[PROBLEMS TO SOLVE]
**A.** From the game-testing exercise, list the things the writer made sure of before starting to play Skyrim.
**B.** Copy the game-testing exercise word for word, from "Exercise 1.1 –" to "learn from this?".
**C.** Continue the game-testing exercise, picking up right after its last sentence.

[DOCUMENT PASSAGE]

========

Exercise 1.1 – Become A Tester

The first exercise is all about your experience as you play a game. It asks you to observe yourself playing a game (videotape yourself maybe?) and make a list about what you’re feeling and doing as you play. Now find a friend and watch them play, write down what they’re doing and how you think they’re feeling. Analyze the similarities and differences between your notes. What can you learn from this?

My Observations

So I spent about 30 minutes playing Skyrim (yeah I know not long enough but the mage path is freaking hard). The first thing I noticed was that I’d setup my surroundings before I even started playing. I made sure I had a drink ready, my PS3 controller was charged, and that I’d hit the lights to get the best atmosphere and reduce glare on the TV screen. Next I curled up on the couch with one of my dogs beside me and I was ready to go. As far as the controller was concerned there was an occasional button mashing when I was low on health or need to give myself a quick potion. Now as far as I was feeling — it depends on where I was or what I was doing. I don’t like waiting for all the loading screens so I typically take a sip of my drink or pet my dog during that time. When I’m exploring the world I feel a mixture of boredom and excitement. I don’t necessarily like having to discover a location before I can fast travel to it and the amount of wolves that are spawned can be ridiculously repetitive. On the other hand when an arctic bear runs up to me and nearly kills me in a few hits I find myself fixated on the TV screen. Later as I explore a new cave I keep expecting a Dragur to jump out at me around every corner and I was constantly on the lookout for traps. These caves give me the creeps but they’re the best place to find new Shouts so my need for the new ability typically outweighs my hesitance to enter.

Watching Someone Else

Later that day I watched my 70yo grandmother play a game on her ipad. Recently I told her about a Spider Solitare app and she’s been spending hours on it ever since. I notice how she seems totally engrossed in what she’s doing and how easily she navigates around her ipad. I feel I should mention she had a computer back in 1991 when having a personal PC was still a pretty new concept so that probably makes her a more advanced computer use than most. Her hands fly around tapping the screen and making swiping gestures pretty frequently. Her expression is pretty calm but every once in a while she sighs or mumbles to herself when she thinks she’s out of moves or can’t find a good move to make. Every once in a while she looks up from her game and converses with me or my mother also sitting in our family room. Overall she appears to be enjoying herself and is completely appears focused on the task at hand.

========

[ENTRIES PROVIDED]
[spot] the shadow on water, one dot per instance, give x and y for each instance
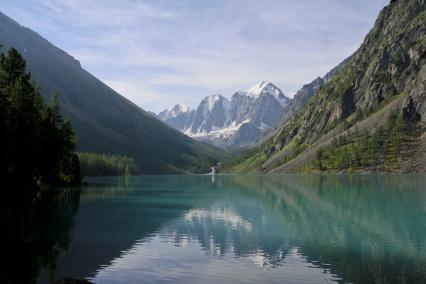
(359, 228)
(33, 235)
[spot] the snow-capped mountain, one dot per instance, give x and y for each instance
(176, 117)
(238, 122)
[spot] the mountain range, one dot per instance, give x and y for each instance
(369, 114)
(235, 123)
(105, 121)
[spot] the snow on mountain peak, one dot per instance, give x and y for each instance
(263, 88)
(177, 110)
(257, 89)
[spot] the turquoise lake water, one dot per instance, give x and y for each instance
(242, 229)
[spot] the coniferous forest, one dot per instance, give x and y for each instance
(37, 143)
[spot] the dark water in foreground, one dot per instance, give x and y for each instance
(232, 229)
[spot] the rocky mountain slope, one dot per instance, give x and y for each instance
(234, 123)
(369, 116)
(104, 121)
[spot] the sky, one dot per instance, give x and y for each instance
(162, 52)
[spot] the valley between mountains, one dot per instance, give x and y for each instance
(366, 115)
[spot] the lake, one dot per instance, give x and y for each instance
(229, 229)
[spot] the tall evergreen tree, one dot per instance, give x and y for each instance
(37, 145)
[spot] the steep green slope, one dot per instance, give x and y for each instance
(370, 115)
(104, 121)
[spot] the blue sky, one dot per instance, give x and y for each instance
(162, 52)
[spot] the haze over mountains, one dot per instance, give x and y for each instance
(368, 116)
(104, 121)
(246, 118)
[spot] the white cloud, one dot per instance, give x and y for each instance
(158, 53)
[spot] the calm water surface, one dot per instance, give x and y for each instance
(238, 229)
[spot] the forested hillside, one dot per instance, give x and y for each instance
(370, 116)
(37, 145)
(104, 121)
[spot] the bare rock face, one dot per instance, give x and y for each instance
(387, 74)
(72, 281)
(234, 123)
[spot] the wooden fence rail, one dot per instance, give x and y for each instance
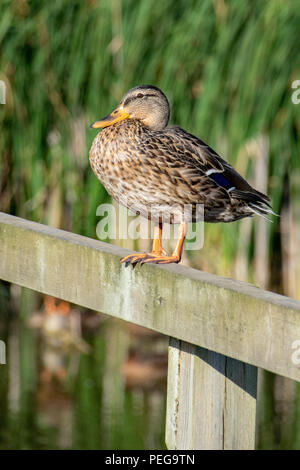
(220, 330)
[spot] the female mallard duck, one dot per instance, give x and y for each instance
(159, 171)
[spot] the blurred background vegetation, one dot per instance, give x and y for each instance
(227, 67)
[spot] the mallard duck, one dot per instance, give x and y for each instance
(157, 171)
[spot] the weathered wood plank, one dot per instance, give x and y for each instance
(211, 400)
(226, 316)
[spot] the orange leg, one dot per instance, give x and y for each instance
(158, 254)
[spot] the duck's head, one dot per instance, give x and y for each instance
(145, 103)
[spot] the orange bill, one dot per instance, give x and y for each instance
(117, 115)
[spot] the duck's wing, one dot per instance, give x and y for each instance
(198, 155)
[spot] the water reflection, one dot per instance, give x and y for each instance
(77, 379)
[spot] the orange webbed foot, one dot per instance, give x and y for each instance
(153, 257)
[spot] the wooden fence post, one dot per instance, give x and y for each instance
(211, 401)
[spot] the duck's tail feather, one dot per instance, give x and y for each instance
(257, 202)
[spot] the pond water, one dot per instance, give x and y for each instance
(77, 379)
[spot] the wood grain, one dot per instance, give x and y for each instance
(233, 318)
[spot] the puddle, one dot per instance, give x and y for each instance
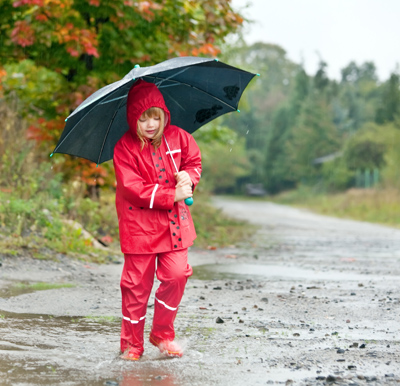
(261, 272)
(21, 288)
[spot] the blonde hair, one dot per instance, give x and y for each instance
(153, 112)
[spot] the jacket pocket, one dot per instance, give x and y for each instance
(142, 222)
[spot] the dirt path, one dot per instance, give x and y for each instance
(309, 300)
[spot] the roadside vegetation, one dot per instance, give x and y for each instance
(380, 206)
(42, 214)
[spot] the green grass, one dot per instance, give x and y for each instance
(214, 228)
(380, 206)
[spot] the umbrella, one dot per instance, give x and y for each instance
(195, 90)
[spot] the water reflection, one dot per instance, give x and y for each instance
(147, 377)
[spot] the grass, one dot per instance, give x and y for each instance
(214, 228)
(380, 206)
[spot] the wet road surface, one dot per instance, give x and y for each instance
(308, 300)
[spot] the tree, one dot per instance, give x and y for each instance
(390, 100)
(86, 44)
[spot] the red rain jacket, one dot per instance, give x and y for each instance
(149, 220)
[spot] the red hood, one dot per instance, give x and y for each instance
(141, 97)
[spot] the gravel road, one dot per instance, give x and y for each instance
(308, 300)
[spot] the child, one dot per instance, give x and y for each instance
(154, 222)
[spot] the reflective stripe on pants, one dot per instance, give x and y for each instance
(136, 283)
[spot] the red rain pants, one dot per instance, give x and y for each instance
(137, 281)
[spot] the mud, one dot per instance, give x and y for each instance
(308, 300)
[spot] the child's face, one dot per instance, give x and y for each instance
(149, 126)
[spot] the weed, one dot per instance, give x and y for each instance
(373, 205)
(41, 286)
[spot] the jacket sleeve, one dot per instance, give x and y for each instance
(134, 188)
(191, 159)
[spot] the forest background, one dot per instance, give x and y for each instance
(308, 140)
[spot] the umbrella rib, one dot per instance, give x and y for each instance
(108, 130)
(196, 88)
(76, 125)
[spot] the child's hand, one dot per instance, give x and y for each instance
(183, 192)
(182, 178)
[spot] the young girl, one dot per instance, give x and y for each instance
(154, 222)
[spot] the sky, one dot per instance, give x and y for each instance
(337, 31)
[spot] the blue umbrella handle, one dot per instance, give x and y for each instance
(189, 201)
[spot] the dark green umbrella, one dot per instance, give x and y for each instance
(196, 91)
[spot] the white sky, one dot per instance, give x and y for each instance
(340, 31)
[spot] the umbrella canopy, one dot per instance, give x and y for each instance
(195, 90)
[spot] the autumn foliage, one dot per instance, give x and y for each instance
(86, 44)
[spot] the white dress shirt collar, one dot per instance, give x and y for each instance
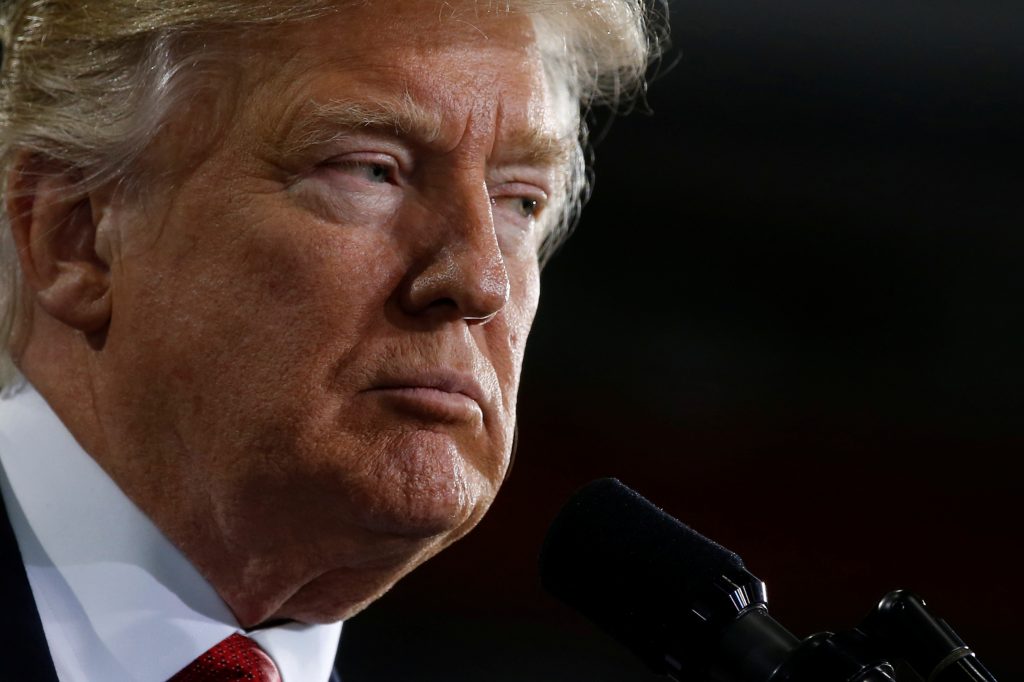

========

[OUTPUTS FOR THE TASKS]
**A.**
- A drink was ready
- The PS3 controller was charged
- The lights were turned off to improve the atmosphere and reduce glare on the TV screen

**B.**
Exercise 1.1 – Become A Tester

The first exercise is all about your experience as you play a game. It asks you to observe yourself playing a game (videotape yourself maybe?) and make a list about what you’re feeling and doing as you play. Now find a friend and watch them play, write down what they’re doing and how you think they’re feeling. Analyze the similarities and differences between your notes. What can you learn from this?

**C.**
Comparison: Similarities

Both me and my grandmother enjoyed our time playing games and we played the game with relative ease. In addition we both felt moments of frustration or expressed an emotional response to the game we were playing. We both used a mixture of physical action (me with my controller, her touching her ipad) to interface with the game. Both of us were focused on what we were doing and both of us had momentary lapses in our focus — me petting my dog during loading screens and she pausing her gameplay to join into our conversation..

Comparison: Differences

I purposefully picked two extremes for this exercise. I’m from a younger generation of computer use and she is not. My interactions with Skyrim were done with a controller and hers were gestures made on her ipad screen. To state the obvious, we were playing two completely different games. While I setup my environment before starting to play my grandmother simply sat down where she was and started playing as and where she was.

The Analysis

This exercise is really an observation of our physical/emotional responses and interactions with games. Despite the obvious differences between myself and my grandmother we shared more similarities than differences. Despite our frustrations we play and continue to play because we love the challenge and emotional response these games evoke in us because playing games is fun.